Task prompt:
Count the lines in the records below that contain the word "umbrella", and give only that number.

-- begin --

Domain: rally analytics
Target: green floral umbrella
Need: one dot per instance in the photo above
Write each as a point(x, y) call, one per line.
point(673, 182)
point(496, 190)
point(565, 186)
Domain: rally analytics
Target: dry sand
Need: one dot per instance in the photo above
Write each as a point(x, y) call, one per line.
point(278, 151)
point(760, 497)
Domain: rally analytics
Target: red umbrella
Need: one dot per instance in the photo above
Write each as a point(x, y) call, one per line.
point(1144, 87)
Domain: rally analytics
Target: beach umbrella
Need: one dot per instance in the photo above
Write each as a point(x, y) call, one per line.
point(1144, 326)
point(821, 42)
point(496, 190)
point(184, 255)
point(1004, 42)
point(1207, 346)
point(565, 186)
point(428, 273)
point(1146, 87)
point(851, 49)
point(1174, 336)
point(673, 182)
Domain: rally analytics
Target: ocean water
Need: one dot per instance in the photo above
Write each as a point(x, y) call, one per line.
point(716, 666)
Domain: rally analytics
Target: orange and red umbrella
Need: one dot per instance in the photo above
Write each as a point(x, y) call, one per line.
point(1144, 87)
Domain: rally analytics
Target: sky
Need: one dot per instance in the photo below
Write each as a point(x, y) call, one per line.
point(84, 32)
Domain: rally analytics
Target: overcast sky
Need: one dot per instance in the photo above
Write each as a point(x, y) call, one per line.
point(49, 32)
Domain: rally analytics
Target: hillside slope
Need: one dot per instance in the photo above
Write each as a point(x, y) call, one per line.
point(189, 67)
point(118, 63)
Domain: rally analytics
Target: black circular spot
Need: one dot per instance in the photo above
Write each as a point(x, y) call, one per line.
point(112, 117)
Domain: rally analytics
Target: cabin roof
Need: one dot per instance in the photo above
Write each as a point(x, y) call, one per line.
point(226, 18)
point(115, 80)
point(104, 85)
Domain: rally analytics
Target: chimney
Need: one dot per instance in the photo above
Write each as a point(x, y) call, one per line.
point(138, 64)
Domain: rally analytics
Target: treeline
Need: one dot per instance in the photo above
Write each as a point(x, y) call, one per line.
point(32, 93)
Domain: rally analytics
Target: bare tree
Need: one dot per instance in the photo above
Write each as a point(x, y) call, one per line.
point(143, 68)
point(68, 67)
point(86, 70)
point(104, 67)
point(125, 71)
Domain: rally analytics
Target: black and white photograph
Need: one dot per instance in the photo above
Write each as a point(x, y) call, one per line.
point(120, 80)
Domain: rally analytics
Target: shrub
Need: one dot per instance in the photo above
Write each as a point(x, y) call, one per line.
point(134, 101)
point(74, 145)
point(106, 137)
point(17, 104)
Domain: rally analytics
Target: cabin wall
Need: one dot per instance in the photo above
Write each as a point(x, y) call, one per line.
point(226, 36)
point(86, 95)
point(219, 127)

-- end --

Full answer:
4